**Stated goal**
Report each line in the items below that contains the string "cabinet", copying every such line in full. Only case-exact matches count.
───── Given data ─────
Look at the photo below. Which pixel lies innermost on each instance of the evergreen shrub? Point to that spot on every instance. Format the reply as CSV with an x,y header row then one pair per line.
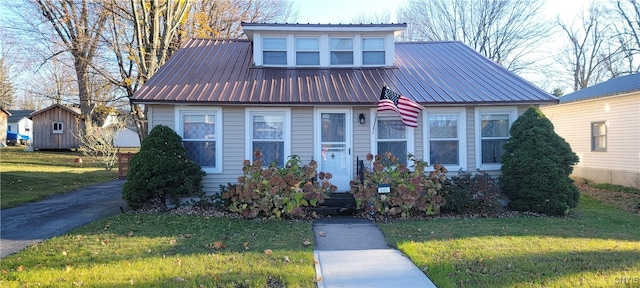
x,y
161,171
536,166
─────
───── Given data ─────
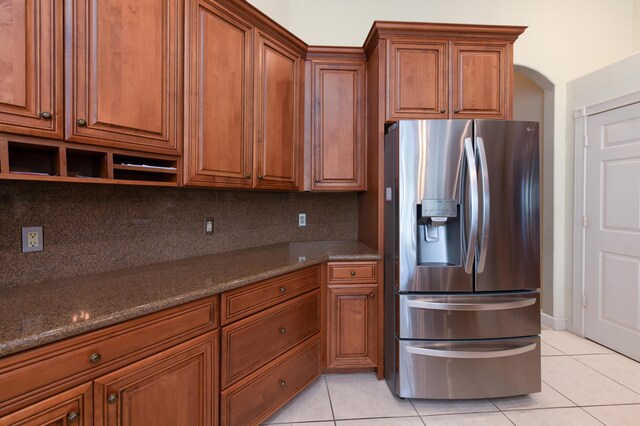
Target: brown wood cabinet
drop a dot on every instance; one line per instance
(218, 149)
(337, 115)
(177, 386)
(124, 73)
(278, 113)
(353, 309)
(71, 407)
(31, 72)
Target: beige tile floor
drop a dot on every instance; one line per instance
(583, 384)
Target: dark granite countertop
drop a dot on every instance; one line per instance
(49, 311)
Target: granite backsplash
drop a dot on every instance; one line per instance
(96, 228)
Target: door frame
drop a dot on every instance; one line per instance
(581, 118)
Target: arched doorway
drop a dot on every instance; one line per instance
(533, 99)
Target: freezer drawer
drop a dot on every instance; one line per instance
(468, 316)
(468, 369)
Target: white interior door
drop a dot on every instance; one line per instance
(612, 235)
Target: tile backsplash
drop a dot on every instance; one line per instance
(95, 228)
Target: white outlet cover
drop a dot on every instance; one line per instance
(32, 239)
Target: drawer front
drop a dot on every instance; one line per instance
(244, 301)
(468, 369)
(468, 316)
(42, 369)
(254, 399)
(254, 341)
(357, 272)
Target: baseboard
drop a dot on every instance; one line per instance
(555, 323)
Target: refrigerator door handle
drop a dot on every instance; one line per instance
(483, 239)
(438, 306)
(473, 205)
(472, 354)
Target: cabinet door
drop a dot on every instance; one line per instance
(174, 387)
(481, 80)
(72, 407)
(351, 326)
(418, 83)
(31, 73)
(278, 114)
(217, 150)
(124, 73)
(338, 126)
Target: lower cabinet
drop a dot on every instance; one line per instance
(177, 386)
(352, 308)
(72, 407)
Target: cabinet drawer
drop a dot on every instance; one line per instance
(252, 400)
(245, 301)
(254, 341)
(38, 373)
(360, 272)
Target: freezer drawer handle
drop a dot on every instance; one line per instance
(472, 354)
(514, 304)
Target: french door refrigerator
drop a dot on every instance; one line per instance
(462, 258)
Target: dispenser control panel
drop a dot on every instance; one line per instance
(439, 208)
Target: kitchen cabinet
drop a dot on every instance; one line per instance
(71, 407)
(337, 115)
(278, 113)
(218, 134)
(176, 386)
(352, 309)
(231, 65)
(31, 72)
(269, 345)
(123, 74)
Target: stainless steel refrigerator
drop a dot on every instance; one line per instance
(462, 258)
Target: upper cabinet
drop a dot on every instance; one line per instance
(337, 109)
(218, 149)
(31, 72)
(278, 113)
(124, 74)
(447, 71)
─────
───── Given data ─────
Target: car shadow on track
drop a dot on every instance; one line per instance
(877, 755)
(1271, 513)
─────
**Output of the task**
Target: brown wood cabinet
Target: cabinet door
Target: lower cabinet
Target: cabinet drawer
Target: kitchen cabinet
Target: upper cabinet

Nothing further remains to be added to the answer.